▶ [Estratto del testo]

Non solo. Va ricordato che il Pil
italiano, come quello di molti altri Paesi dell’Ue, include anche
gli effetti dell’economia non osservata. Questa “ricchezza”,
riconducibile alle attività irregolari e illegali che, per sua
natura, ha dimensioni importanti, non dà alcun contributo
all’incremento delle entrate fiscali. Ma la pressione fiscale si
calcola facendo il rapporto tra le entrate fiscali e il Pil; per cui,
se dalla ricchezza prodotta scorporiamo la componente riconducibile
all’economia “in nero”, il peso del fisco in capo ai
contribuenti onesti sale inevitabilmente, consegnandoci un carico
fiscale reale molto superiore a quello ufficiale.
E non è da escludere che anche la
pressione fiscale ufficiale nel 2019 torni a salire. Non tanto perché
il prelievo complessivo è destinato ad aumentare, cosa che in linea
di massima non si dovrebbe verificare, bensì perché la crescita del
Pil sarà molto contenuta e nettamente inferiore alla variazione
registrata l’anno scorso.
Comunque, tornando ai consuntivi, ecco
perché la Cgia sostiene che la pressione fiscale reale è al 48 per
cento: secondo l’Istat, nel 2016 (ultimo dato disponibile)

▶ [Contenuto dei dati]
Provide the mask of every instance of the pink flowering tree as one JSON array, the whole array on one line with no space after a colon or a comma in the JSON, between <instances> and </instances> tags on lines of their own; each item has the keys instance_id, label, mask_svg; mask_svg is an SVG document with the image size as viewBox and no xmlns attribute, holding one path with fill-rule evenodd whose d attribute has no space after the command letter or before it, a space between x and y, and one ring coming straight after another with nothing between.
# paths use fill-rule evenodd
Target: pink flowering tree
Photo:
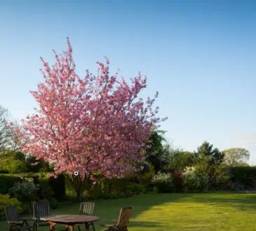
<instances>
[{"instance_id":1,"label":"pink flowering tree","mask_svg":"<svg viewBox=\"0 0 256 231\"><path fill-rule=\"evenodd\" d=\"M65 173L76 181L80 196L84 179L95 180L95 174L113 178L137 171L147 141L163 120L156 116L158 107L152 108L155 98L139 97L146 88L140 74L129 85L117 73L109 75L106 59L97 62L97 75L87 70L81 78L68 38L67 45L62 55L54 51L52 66L41 58L44 81L31 91L39 107L15 132L25 153L52 163L56 176Z\"/></svg>"}]
</instances>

▶ [Da svolgere]
1. Indica se le affermazioni (a), (b) e (c) concordano con il brano sulla pressione fiscale. Per ciascuna rispondi sì o no e riporta tra virgolette le parole del brano che lo stabiliscono.
(a) L'economia non osservata contribuisce ad aumentare le entrate fiscali.
(b) La pressione fiscale si calcola come rapporto tra le entrate fiscali e il Pil.
(c) Un eventuale aumento della pressione fiscale ufficiale nel 2019 dipenderebbe soprattutto dall'aumento del prelievo complessivo.
2. Prosegui il brano sulla pressione fiscale a partire dal punto in cui si interrompe.
Per svolgere gli esercizi i dati non sono necessari.

▶ [Soluzioni]
1.
(a) No: «non dà alcun contributo all’incremento delle entrate fiscali».
(b) Sì: «la pressione fiscale si calcola facendo il rapporto tra le entrate fiscali e il Pil».
(c) No: «Non tanto perché il prelievo complessivo è destinato ad aumentare» e «bensì perché la crescita del Pil sarà molto contenuta».

2.
l’economia non osservata ammontava a 209,8 miliardi di euro (pari
al 12,4 per cento del Pil): di questi, 191,8 miliardi erano
attribuibili al sommerso economico e altri 17,9 alle attività
illegali. Perciò, l’Ufficio studi della Cgia, ipotizzando,
prudenzialmente, che l’incidenza dell’economia sommersa e delle
attività illegali sul Pil nel biennio 2017-2018 non abbia subito
alcuna variazione rispetto al dato 2016, ha sottratto dalla ricchezza
del Paese (Pil) la quota riconducibile al sommerso economico e alle
attività illegali, che non producono alcun gettito per le casse
dello Stato, ottenendo così una riduzione del prodotto interno lordo
e, “contraendosi” il valore del denominatore, il conseguente
aumento del rapporto tra il gettito fiscale e il Pil, appunto al 48
per cento.
Renato Mason, il segretario della Cgia,
ha concluso: “Se da un lato abbiamo recuperato 7,6 miliardi di
euro, che ci hanno evitato la procedura di infrazione da parte
dell’Ue; dall’altro lato dobbiamo trovare entro dicembre 23
miliardi per evitare l’aumento dell’Iva e altri 10-15 miliardi
per estendere la flat tax a tutta la platea dei contribuenti.
Insomma, al fine di evitare un forte aumento dei prezzi di beni e
servizi e per beneficiare di una decisa riduzione del carico fiscale,
dovremmo recuperare in pochi mesi almeno 33 miliardi. Una impresa
che, ad oggi, appare proibitiva”.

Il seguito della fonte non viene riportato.